* begin MATERIAL PROVIDED *

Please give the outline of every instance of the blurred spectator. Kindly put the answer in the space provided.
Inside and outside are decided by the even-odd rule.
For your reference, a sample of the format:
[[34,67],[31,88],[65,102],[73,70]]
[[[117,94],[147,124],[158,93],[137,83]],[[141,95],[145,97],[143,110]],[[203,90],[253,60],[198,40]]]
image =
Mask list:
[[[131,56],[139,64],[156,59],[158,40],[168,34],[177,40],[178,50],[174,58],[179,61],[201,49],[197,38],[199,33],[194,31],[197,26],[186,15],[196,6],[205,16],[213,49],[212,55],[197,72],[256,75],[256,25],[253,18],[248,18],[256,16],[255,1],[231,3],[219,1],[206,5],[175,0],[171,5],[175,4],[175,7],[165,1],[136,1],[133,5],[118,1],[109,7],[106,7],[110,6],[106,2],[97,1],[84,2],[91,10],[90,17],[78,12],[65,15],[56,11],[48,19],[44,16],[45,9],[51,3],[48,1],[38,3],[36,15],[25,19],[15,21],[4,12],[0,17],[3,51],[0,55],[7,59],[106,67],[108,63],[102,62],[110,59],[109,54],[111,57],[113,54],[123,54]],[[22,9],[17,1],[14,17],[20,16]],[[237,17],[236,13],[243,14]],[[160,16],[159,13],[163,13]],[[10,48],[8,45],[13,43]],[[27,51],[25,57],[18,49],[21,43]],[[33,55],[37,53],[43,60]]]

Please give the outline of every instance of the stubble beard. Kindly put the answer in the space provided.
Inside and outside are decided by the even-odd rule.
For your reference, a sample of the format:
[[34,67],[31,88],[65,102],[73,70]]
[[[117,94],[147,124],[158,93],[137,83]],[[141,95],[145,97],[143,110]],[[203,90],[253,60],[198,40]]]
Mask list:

* end MATERIAL PROVIDED *

> **REQUIRED TASK**: Rewrite every line of the items above as a single numbered list, skipping the blank lines.

> **ANSWER TO THIS TASK**:
1. Please give the outline of every instance of the blurred spectator. Kindly put the answer in the space provided.
2. Inside and outside are decided by the even-odd rule.
3. For your reference, a sample of the format:
4. [[34,67],[31,88],[65,102],[73,70]]
5. [[[117,94],[147,124],[158,93],[137,83]],[[141,95],[145,97],[143,110]],[[203,90],[253,60],[198,40]]]
6. image =
7. Mask list:
8. [[[131,56],[139,64],[156,59],[158,40],[168,34],[177,40],[178,50],[174,58],[179,61],[201,49],[197,38],[199,33],[194,31],[197,26],[186,15],[196,6],[205,16],[213,49],[212,55],[197,72],[256,75],[256,25],[253,18],[248,18],[256,16],[255,1],[231,3],[219,1],[206,5],[175,0],[171,5],[175,4],[175,7],[165,1],[136,1],[133,5],[118,1],[109,7],[106,7],[110,6],[106,2],[97,1],[84,2],[91,10],[90,17],[78,12],[65,15],[56,11],[48,19],[44,16],[45,9],[51,3],[48,1],[38,3],[36,15],[25,19],[15,21],[4,12],[0,17],[3,51],[0,55],[7,59],[106,67],[108,63],[102,62],[110,59],[109,54],[111,57],[113,54],[123,54]],[[22,9],[17,1],[14,17],[20,16]],[[237,17],[236,13],[243,14]],[[160,16],[159,13],[163,13]],[[10,48],[8,45],[13,43]],[[27,51],[25,57],[18,49],[21,43]],[[33,55],[37,53],[43,60]]]
9. Please give the outline of every instance of the stubble beard. Kindly put the answer in the space provided.
10. Inside and outside are decided by the even-odd rule.
11. For your reference, a sample of the format:
12. [[34,67],[31,88],[65,102],[73,70]]
13. [[[117,94],[147,124],[158,93],[137,83]],[[141,95],[145,97],[143,110]],[[203,90],[253,60],[198,40]]]
14. Mask list:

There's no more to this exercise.